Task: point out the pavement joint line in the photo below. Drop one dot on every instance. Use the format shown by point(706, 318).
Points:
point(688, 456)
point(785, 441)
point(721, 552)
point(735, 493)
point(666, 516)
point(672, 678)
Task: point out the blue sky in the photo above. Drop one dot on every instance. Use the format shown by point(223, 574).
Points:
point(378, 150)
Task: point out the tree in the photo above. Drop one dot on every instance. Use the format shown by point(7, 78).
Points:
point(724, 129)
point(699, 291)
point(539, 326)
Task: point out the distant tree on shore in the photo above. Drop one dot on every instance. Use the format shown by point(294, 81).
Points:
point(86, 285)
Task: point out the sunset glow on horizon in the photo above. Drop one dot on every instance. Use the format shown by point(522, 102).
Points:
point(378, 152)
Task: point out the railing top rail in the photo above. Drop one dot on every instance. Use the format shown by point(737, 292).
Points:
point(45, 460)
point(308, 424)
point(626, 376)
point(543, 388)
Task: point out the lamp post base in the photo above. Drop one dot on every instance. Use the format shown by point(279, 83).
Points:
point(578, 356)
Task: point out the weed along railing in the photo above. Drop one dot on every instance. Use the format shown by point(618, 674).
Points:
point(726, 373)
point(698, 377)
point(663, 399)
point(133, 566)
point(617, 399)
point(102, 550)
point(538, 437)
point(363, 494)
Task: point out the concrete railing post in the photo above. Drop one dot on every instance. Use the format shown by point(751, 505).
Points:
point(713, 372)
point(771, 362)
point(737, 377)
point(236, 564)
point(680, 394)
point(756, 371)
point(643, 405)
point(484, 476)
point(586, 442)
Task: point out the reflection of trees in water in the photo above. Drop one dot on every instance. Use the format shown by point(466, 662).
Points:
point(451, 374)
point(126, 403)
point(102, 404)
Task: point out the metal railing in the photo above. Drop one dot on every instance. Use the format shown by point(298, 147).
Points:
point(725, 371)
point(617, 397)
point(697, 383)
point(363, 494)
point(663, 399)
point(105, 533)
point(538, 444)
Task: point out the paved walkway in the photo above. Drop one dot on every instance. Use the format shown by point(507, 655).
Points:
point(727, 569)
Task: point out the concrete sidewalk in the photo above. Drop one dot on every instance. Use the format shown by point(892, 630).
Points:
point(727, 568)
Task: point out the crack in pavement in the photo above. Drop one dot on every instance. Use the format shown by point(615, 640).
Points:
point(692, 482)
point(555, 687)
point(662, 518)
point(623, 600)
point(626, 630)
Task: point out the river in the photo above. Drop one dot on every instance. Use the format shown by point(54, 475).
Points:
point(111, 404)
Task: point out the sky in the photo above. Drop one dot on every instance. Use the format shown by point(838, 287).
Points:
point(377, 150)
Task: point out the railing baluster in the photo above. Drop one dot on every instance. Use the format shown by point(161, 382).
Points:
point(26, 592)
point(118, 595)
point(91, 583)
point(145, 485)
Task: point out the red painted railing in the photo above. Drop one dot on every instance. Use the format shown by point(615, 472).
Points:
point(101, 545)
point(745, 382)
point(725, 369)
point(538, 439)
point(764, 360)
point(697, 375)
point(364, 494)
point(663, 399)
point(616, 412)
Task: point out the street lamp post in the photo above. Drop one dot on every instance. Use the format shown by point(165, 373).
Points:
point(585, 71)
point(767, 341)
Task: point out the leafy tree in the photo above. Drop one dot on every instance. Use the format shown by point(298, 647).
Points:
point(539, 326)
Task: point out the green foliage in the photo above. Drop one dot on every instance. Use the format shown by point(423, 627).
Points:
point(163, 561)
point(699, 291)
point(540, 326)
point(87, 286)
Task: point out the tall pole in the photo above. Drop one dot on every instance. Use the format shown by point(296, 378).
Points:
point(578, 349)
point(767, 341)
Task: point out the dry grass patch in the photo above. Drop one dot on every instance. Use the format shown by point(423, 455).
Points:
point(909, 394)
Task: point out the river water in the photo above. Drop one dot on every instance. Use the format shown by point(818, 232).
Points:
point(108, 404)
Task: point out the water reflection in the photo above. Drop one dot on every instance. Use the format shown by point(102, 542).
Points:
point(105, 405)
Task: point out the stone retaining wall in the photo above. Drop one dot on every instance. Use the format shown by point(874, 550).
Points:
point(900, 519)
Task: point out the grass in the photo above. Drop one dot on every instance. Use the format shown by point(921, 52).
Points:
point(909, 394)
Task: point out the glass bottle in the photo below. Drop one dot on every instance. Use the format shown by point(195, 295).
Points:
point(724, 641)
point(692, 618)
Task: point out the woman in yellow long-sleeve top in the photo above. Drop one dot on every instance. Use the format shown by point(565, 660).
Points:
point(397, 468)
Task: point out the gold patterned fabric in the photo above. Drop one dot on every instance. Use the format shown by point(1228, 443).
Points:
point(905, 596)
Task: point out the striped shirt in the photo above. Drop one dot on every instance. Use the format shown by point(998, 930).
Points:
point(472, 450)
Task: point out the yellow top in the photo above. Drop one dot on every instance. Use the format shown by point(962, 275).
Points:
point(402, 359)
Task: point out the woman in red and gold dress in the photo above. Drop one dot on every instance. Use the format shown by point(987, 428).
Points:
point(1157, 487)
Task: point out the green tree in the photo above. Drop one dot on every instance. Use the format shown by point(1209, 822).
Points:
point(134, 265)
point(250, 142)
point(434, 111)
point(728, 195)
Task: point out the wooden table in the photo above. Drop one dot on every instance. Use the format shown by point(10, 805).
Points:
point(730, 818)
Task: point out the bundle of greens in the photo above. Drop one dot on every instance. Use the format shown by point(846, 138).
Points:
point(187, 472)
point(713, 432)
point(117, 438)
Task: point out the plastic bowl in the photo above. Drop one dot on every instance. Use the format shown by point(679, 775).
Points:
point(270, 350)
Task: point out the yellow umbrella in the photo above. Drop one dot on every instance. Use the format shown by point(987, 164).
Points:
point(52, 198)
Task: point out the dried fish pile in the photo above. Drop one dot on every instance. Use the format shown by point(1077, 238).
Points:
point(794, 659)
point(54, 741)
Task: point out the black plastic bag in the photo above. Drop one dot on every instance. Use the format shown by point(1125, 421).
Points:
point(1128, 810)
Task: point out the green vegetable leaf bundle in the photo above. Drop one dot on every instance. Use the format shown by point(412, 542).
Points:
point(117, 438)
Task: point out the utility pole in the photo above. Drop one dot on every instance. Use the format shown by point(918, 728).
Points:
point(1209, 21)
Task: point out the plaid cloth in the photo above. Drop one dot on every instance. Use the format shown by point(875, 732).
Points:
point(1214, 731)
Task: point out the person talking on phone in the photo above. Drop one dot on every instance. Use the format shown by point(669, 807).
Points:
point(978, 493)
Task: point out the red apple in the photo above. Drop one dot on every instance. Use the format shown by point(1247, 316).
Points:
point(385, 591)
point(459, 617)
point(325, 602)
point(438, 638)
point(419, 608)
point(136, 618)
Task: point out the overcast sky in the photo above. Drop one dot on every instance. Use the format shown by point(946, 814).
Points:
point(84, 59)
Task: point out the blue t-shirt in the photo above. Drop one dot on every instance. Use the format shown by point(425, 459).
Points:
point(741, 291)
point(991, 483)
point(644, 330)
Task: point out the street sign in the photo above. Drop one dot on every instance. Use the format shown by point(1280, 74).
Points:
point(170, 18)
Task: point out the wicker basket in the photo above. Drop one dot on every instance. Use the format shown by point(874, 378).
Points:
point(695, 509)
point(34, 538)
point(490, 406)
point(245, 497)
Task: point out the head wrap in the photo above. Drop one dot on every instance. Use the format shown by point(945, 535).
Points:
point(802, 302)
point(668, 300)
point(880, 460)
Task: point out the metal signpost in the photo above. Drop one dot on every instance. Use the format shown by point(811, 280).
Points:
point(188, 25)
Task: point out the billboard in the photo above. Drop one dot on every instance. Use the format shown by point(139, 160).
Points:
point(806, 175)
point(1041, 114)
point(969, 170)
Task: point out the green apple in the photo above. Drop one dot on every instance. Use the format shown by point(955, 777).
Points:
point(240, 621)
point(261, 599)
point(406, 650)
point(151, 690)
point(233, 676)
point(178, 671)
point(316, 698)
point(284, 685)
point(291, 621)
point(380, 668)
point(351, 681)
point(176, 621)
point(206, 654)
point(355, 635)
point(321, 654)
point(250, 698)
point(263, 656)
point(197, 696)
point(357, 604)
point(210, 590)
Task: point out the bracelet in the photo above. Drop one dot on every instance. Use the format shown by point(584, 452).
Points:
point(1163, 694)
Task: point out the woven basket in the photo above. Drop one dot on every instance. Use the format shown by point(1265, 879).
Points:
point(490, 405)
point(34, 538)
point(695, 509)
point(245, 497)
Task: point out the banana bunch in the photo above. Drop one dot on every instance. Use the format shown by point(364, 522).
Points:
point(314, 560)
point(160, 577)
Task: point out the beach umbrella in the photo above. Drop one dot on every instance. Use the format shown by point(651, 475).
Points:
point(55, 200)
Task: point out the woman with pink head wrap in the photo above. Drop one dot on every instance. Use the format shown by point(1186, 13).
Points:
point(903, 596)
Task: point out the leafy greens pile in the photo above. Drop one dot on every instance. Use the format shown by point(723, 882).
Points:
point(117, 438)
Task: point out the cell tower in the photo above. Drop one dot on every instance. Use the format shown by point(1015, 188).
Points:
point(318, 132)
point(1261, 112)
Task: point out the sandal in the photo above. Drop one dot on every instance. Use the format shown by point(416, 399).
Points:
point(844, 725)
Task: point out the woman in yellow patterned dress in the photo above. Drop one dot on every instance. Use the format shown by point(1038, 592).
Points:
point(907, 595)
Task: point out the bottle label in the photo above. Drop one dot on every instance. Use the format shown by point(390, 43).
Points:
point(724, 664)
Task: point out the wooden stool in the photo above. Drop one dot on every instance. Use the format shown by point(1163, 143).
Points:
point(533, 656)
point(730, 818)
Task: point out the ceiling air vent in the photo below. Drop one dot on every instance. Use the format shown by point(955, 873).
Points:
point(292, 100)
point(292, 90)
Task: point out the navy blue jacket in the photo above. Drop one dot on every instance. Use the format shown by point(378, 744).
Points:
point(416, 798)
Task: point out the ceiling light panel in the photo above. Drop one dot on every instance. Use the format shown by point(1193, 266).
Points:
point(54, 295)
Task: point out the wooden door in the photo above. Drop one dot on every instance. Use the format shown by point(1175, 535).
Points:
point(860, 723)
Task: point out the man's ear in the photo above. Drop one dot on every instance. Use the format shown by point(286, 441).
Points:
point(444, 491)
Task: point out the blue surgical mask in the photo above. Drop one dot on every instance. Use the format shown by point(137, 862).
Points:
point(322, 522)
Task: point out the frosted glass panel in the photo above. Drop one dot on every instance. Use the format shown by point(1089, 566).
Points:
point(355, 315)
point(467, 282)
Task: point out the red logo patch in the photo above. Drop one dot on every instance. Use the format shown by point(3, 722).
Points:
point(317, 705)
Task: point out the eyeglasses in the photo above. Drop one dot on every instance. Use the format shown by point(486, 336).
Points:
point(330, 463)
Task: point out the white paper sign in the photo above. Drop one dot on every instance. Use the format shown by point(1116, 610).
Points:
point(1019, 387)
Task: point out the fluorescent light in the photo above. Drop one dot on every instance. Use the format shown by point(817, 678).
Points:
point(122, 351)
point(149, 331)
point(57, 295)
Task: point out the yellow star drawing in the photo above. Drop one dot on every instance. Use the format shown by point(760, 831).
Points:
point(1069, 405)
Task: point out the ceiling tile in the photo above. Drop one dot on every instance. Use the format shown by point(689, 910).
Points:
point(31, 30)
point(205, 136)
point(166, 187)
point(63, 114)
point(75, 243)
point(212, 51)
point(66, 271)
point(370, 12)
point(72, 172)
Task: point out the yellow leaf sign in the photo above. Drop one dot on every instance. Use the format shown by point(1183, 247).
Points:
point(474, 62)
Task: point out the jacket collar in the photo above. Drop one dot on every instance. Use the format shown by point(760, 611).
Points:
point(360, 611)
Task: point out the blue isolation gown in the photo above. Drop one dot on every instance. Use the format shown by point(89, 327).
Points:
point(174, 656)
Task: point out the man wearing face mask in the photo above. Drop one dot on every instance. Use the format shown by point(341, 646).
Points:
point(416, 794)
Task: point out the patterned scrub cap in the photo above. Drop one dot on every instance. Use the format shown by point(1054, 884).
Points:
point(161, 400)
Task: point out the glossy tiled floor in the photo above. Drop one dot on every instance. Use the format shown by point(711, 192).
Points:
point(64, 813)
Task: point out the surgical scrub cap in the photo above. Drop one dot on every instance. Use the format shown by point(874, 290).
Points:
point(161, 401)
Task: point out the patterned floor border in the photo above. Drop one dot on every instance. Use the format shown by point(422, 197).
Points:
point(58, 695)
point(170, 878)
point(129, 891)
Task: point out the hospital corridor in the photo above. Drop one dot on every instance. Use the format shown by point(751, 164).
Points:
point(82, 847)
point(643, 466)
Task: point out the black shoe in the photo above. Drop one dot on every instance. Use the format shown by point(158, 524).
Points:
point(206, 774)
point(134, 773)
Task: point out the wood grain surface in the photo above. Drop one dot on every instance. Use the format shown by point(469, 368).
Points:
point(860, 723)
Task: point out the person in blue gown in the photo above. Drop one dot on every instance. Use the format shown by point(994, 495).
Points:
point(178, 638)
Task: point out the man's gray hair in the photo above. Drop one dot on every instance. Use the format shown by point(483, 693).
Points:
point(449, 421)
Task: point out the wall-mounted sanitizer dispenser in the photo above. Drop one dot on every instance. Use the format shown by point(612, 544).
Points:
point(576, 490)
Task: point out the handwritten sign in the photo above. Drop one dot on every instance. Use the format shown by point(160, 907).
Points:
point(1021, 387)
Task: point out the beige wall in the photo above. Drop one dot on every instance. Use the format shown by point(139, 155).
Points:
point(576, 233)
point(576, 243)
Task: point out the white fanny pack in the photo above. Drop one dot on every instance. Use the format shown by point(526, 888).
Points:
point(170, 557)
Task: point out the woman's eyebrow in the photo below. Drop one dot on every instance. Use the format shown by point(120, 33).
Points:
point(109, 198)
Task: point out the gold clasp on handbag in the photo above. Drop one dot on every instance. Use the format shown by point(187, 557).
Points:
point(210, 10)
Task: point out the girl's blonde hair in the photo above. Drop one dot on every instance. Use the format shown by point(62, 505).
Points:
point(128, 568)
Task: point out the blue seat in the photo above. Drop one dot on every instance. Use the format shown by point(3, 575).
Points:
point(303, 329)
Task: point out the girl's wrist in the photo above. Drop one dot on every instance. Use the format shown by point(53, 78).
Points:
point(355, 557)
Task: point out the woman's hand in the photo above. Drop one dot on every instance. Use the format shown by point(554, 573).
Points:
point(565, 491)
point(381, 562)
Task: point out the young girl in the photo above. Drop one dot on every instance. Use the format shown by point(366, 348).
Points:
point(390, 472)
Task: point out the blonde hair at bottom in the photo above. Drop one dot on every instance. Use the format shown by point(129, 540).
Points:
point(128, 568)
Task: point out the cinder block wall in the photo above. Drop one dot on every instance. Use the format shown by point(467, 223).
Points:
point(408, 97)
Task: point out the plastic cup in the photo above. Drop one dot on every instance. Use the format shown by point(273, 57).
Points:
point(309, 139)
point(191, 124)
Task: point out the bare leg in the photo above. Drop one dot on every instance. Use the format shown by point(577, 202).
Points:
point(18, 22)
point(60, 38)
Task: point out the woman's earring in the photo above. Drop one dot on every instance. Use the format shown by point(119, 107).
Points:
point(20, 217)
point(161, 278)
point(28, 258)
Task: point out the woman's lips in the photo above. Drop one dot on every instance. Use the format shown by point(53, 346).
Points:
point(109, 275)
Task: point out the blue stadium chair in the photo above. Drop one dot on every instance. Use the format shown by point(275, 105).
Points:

Written task - Find "Task: point out the bare" in the data above, then repeat that line and all lines after it exactly, ending with the final line.

Result of the exercise -
Task: point out the bare leg in the photo above. Drop one dot on every instance. Use the format shown by point(577, 202).
Points:
point(18, 22)
point(60, 38)
Task: point out the woman's earring in the photo above. Drop one dot on every instance. Use the format shown by point(119, 107).
Points:
point(20, 217)
point(161, 278)
point(28, 258)
Task: point out the woman's lips in the photo above. Drop one dot on every instance. Use the format shown by point(53, 346).
Points:
point(109, 275)
Task: point out the blue stadium chair in the photo above. Drop one dot on every instance. Use the format shown by point(275, 105).
Points:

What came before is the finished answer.